Identify the line that contains "object in grass." in the material. Output it and every line after it, unchanged, through the end.
***** INPUT ROWS *****
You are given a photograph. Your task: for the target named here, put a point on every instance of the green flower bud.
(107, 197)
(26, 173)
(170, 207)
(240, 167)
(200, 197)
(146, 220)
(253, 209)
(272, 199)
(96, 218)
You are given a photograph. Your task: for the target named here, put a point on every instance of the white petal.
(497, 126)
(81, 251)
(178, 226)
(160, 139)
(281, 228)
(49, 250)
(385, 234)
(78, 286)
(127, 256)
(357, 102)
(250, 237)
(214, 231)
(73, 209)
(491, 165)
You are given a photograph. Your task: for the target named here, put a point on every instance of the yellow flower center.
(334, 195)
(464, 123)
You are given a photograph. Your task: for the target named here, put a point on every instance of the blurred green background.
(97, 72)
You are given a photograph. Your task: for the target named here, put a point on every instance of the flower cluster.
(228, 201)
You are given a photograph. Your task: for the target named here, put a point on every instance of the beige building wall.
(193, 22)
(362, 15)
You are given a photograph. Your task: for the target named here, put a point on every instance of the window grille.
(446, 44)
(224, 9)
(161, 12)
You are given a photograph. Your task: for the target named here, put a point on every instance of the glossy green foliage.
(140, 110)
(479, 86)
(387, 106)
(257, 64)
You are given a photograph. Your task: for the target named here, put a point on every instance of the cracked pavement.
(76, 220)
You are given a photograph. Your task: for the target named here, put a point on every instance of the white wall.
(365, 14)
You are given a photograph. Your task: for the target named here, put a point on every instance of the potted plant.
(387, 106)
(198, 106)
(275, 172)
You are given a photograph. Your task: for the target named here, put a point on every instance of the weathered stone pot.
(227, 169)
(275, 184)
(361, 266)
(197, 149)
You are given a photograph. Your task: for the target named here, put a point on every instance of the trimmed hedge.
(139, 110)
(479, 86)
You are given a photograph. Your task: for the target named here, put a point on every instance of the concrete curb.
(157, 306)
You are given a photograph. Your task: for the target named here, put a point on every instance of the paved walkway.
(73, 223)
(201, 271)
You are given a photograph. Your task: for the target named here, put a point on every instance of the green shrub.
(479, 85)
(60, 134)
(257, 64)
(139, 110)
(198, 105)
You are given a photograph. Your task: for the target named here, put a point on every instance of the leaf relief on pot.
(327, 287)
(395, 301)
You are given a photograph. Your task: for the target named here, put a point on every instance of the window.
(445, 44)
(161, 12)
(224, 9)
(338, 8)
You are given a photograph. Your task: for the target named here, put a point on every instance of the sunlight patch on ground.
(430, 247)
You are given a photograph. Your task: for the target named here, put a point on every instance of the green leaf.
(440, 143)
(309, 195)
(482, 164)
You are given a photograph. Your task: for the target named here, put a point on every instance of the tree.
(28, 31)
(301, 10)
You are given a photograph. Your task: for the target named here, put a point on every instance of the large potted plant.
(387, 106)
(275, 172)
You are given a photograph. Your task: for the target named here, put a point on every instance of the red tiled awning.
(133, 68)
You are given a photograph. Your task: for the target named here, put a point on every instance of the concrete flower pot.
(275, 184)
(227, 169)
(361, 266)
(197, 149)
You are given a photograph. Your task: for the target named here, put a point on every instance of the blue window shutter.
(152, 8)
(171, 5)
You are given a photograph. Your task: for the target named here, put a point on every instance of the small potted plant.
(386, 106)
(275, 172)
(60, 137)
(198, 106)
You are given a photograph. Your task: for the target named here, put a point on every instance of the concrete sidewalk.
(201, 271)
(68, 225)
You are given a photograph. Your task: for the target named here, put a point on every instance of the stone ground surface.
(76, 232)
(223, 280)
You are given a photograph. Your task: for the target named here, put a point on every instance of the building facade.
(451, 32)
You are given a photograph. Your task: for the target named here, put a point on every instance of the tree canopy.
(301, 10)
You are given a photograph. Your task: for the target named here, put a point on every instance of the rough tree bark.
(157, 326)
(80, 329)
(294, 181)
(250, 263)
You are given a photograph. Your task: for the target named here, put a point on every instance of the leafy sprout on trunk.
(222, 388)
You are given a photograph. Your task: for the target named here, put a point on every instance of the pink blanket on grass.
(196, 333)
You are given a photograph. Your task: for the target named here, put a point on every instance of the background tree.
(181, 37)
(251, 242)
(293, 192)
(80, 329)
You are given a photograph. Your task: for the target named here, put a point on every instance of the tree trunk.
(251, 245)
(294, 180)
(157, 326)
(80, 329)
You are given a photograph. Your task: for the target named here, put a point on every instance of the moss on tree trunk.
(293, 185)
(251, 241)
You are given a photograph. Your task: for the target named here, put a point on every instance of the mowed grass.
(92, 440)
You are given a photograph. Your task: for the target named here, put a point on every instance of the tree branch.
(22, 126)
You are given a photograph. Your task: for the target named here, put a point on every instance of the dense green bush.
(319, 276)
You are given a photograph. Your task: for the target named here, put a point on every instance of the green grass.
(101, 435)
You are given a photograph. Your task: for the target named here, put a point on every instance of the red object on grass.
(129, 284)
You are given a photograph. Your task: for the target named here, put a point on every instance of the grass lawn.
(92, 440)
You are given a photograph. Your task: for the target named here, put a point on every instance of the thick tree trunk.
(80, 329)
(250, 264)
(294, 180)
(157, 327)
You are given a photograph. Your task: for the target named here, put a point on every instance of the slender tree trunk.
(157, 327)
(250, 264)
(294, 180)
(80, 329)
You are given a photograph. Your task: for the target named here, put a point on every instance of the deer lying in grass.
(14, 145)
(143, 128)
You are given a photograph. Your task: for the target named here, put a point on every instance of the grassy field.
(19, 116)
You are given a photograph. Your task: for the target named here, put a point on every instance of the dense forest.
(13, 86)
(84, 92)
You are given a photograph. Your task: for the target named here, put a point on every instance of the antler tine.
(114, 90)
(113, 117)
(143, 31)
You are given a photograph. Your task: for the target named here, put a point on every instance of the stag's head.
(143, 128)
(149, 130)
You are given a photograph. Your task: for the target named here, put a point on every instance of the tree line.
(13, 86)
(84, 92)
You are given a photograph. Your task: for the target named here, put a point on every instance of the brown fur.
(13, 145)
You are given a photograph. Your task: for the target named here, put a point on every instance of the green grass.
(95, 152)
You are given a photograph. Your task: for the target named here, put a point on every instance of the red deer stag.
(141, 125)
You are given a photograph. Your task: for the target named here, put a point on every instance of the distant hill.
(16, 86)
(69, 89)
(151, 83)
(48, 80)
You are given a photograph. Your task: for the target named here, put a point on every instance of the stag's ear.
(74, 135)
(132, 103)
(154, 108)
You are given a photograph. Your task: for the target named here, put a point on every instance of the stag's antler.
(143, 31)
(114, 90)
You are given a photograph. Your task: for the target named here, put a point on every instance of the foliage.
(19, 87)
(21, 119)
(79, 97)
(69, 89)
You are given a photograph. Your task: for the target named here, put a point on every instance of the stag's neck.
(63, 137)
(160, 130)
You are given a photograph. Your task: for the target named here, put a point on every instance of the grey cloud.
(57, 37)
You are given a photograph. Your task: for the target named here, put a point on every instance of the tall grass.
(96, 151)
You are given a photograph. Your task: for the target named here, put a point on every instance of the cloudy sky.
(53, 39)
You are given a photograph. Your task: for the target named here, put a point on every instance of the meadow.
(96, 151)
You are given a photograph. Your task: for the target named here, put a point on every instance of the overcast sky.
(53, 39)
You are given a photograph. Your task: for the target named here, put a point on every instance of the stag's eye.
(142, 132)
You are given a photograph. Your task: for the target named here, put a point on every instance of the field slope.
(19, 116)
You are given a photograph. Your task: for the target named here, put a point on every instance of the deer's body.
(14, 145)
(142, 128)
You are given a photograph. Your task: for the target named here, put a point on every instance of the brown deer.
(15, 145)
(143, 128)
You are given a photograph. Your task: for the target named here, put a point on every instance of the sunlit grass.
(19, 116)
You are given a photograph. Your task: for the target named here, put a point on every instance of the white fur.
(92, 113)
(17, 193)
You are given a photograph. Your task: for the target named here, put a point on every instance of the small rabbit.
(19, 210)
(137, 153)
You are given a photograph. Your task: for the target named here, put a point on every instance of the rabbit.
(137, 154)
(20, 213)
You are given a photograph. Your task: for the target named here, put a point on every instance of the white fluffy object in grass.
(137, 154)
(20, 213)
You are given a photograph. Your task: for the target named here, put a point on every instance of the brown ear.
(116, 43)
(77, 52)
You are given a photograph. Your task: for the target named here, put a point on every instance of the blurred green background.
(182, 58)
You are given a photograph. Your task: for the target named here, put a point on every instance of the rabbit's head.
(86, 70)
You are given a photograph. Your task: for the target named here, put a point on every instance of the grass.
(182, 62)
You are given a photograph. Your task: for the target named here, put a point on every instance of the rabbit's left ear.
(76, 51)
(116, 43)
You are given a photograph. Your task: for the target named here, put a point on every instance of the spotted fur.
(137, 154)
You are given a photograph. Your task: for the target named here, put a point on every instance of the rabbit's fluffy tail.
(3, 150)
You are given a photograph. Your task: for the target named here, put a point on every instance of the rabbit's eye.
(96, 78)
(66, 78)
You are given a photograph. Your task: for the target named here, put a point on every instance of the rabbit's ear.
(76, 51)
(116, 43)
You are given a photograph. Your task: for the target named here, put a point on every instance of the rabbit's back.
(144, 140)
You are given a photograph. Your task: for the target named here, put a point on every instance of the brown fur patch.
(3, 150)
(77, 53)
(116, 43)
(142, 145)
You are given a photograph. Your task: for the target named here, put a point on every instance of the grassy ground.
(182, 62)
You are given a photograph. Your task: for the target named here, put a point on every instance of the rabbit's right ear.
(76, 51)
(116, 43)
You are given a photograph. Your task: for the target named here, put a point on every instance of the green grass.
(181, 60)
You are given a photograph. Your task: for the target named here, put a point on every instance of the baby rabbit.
*****
*TASK RESULT*.
You are given a photograph. Your task: for the target named here, put a point on every instance of the white fluffy object in grass.
(137, 154)
(20, 213)
You are given a photograph. Your task: for the target named here, put a point on every instance of the brown ear.
(116, 43)
(77, 52)
You are given a photograph. Your task: for the target named here, put a point on every instance of the blurred green background.
(182, 58)
You are given a photograph. Your task: for the target named here, put a point on every instance of the rabbit's head.
(86, 70)
You are given a photograph. Your task: for the target named here, put a point on every instance of the grass.
(182, 62)
You are given a photograph. Your task: for the target named here, put a point on every instance of the rabbit's left ear.
(76, 51)
(116, 43)
You are given a photograph. Your task: for the target named here, put a point on every instance of the spotted fur.
(137, 154)
You are given a photograph. Your task: for the target named here, put a point on every instance of the rabbit's fluffy tail.
(3, 150)
You are given a photograph. Your task: for the target named here, put a point on every instance of the rabbit's eye.
(96, 78)
(66, 78)
You are given a photograph. Your task: for the target named here, put a point on every instance of the rabbit's ear.
(76, 51)
(116, 43)
You are given a photograph. Your task: for the target named here, put a point on every instance of the rabbit's back.
(144, 140)
You are given a photograph. Your task: for the target named here, put a point on every instance of the brown fur patch.
(3, 150)
(77, 53)
(116, 43)
(142, 145)
You are given a photograph. Your task: for the target named here, put a point on every instance of the grassy ground.
(182, 62)
You are given a photograph. Your task: for the target named here, put a point on every instance of the rabbit's right ear.
(76, 51)
(116, 43)
You are given a photograph. Your task: for the target named here, put a point on every instance of the green grass.
(181, 60)
You are given a photograph. Your task: for the target named here, put a point on every instance of the baby rabbit.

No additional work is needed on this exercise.